→ GIVEN RECORDS:
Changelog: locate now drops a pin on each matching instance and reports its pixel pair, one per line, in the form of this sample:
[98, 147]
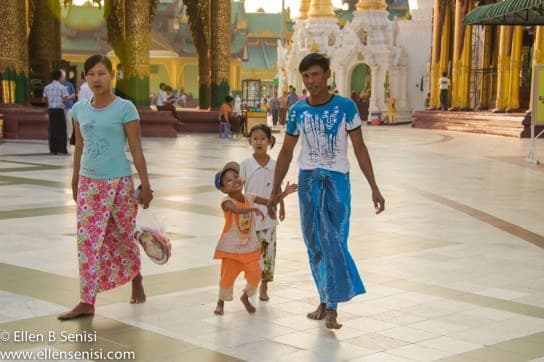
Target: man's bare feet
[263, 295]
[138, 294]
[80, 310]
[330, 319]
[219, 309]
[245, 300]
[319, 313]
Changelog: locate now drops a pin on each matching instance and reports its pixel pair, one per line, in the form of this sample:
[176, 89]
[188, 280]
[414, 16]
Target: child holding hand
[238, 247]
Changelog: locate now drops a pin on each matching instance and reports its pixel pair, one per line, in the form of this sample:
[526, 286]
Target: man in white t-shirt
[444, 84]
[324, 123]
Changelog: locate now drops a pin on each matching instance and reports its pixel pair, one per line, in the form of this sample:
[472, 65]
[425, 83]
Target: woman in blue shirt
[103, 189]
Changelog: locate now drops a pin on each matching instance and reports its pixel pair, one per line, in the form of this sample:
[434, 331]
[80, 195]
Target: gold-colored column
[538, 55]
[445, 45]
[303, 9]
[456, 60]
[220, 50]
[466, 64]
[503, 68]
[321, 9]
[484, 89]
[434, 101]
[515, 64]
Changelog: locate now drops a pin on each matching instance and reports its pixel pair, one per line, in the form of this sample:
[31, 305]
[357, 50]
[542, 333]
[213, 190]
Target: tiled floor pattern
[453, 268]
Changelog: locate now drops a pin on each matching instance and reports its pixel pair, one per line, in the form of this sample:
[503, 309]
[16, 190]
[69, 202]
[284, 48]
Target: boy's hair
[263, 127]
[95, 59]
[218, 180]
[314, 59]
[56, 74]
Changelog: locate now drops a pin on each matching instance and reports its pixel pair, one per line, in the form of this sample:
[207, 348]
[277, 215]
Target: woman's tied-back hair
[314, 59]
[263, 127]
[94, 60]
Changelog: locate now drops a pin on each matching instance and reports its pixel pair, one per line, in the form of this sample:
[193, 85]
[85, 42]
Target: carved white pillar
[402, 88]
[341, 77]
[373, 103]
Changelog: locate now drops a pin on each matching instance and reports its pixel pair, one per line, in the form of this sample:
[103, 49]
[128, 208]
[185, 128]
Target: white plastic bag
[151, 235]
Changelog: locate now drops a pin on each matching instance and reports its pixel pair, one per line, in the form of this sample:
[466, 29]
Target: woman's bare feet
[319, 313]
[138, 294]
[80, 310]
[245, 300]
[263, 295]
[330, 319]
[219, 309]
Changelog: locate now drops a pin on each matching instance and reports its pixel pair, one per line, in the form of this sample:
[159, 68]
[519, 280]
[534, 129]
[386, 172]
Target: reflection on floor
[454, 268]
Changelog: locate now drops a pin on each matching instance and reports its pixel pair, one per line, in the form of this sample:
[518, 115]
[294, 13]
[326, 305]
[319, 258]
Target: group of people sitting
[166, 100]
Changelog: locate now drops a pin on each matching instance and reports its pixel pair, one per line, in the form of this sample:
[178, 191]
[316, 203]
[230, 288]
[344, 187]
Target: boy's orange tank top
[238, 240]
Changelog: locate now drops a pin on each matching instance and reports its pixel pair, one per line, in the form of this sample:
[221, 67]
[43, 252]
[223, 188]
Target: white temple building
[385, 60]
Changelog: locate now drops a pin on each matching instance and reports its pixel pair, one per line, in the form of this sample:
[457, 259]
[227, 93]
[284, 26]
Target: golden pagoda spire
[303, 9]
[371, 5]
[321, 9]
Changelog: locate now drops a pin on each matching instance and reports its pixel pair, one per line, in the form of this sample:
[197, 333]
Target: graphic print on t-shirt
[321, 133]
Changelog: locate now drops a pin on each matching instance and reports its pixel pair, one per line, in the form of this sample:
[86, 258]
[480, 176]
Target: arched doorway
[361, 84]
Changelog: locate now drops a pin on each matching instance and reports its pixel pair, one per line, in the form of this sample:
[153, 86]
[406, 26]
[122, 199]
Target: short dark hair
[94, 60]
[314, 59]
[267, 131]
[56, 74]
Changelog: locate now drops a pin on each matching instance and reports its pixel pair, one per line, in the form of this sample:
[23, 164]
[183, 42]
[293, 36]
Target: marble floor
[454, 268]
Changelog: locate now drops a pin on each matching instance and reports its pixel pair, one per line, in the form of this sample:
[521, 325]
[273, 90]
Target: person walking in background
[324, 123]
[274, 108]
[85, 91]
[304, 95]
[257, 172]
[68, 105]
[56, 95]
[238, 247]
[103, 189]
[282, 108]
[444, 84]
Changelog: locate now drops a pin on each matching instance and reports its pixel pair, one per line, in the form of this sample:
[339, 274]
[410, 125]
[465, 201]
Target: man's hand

→ GOAL OF THE EXERCISE: Leave out the pictures and copy every record above exactly.

→ RESULT FOR THIS EXERCISE:
Changelog: locate now drops a pin on each matching instance and reports its pixel pair, one per line, in the form of this sample:
[98, 147]
Target: man's bare feet
[263, 295]
[138, 294]
[80, 310]
[330, 319]
[219, 309]
[245, 300]
[319, 313]
Changelog: locate now drops a pin on each matching instance and reports its pixel pair, one per line, in the form of this sample:
[176, 89]
[188, 280]
[414, 16]
Target: child holding hand
[238, 247]
Changelog: locate now drops a pin on each matching instance and reports its pixel pair, one per line, in the form of this sample:
[526, 286]
Target: man in white t-shirt
[444, 84]
[324, 123]
Changelog: locate now drops a pin on each matching instance and reports its pixel pair, one per line, in the form of this sample:
[472, 65]
[425, 83]
Target: woman in blue shirt
[103, 189]
Changelog: locate now drops a pin on each matching instance and reports its pixel pair, one per line, in the form of this sample:
[434, 331]
[80, 195]
Target: gold-colored column
[538, 55]
[445, 45]
[303, 9]
[456, 60]
[220, 50]
[466, 64]
[503, 68]
[321, 9]
[484, 89]
[434, 101]
[515, 64]
Changelog: locate now drops a pin on each matching instance and reports its pixel pair, one per line, in the form of this sample:
[31, 305]
[357, 50]
[542, 333]
[213, 190]
Target: tiled floor pattern
[453, 268]
Changelog: locate now drops a pin on each matching instance and reports its pixel pair, one per line, in the form of this sample:
[503, 309]
[16, 190]
[69, 202]
[284, 48]
Target: boy's hair
[263, 127]
[95, 59]
[218, 180]
[314, 59]
[56, 74]
Changelog: locate now drops a pin on each matching instance and reports its pixel pair, one per line, in the form of this sample:
[207, 348]
[277, 215]
Target: woman's tied-back hair
[314, 59]
[263, 127]
[94, 60]
Changelog: locate now drops a pin on each matching instance and reports its pixel pair, one per line, in the form of this sample:
[193, 85]
[85, 42]
Target: carved white pillar
[402, 88]
[341, 77]
[373, 103]
Changelog: locate now drops a pin on each matching instance and reports its pixel pair, one per line, in the form of this sample:
[103, 49]
[128, 208]
[185, 128]
Target: white plastic bag
[151, 235]
Changelog: locate now drops a pin on each matching instance and reports its pixel pair, one per line, in the form of this sample:
[466, 29]
Target: woman's bare feet
[319, 313]
[138, 294]
[80, 310]
[245, 300]
[263, 295]
[330, 319]
[219, 309]
Changelog: locate now drops a pin on each matching instance and reports its pixel pair, one per line, in the form of this sample:
[159, 68]
[519, 280]
[534, 129]
[386, 172]
Target: reflection on floor
[454, 268]
Changelog: locate now drops a pin on each matching instance and reports its pixel pair, one per line, in the form of this sample:
[518, 115]
[294, 13]
[326, 305]
[319, 258]
Target: group of people sitting
[166, 100]
Changelog: locate now drops a pin on each matching instance and reports its pixel pair, one per line, in the form of this sample:
[178, 191]
[316, 203]
[230, 288]
[344, 187]
Target: boy's orange tank top
[238, 240]
Changelog: locate now drops a pin on each matching instance and reports its pixel pair, one per line, in the form of this sample:
[221, 67]
[43, 252]
[223, 188]
Target: white temple building
[385, 60]
Changelog: locate now drops a pin on each matching instance and reports its pixel pair, one per line, in the form of this sample:
[457, 259]
[227, 93]
[284, 26]
Target: golden pagoda spire
[303, 9]
[371, 5]
[321, 9]
Changelog: locate now drops a pin on each matching instance and reports its pixel pair, one per line, in the form of this sample:
[197, 333]
Target: graphic print on t-shirt
[321, 133]
Changelog: locate now drops a pin on each matching instance and reports its pixel pair, one per line, in the form of this sample:
[86, 258]
[480, 176]
Target: arched doorway
[361, 84]
Changelog: locate now drops a pin on each matching instance and reports its pixel pair, one per line, in the form of this sample:
[153, 86]
[406, 26]
[122, 199]
Target: short dark hair
[94, 60]
[314, 59]
[267, 131]
[56, 74]
Changelog: locate now drops a pin on each matching instance and reports its pixel pair, one per line, in the form of this sample:
[23, 164]
[183, 42]
[293, 36]
Target: marble floor
[454, 268]
Changelog: locate now drops a pin on each matching instance and reports its pixel pair, one per line, in the form of this sample:
[521, 325]
[273, 90]
Target: person walking in background
[324, 123]
[274, 108]
[85, 91]
[304, 95]
[257, 172]
[68, 105]
[56, 95]
[238, 247]
[103, 189]
[282, 108]
[444, 84]
Changelog: locate now drops a pin on each matching instance and reports its pixel pair, one per line, in the form of this sample:
[339, 274]
[410, 125]
[465, 201]
Target: man's hand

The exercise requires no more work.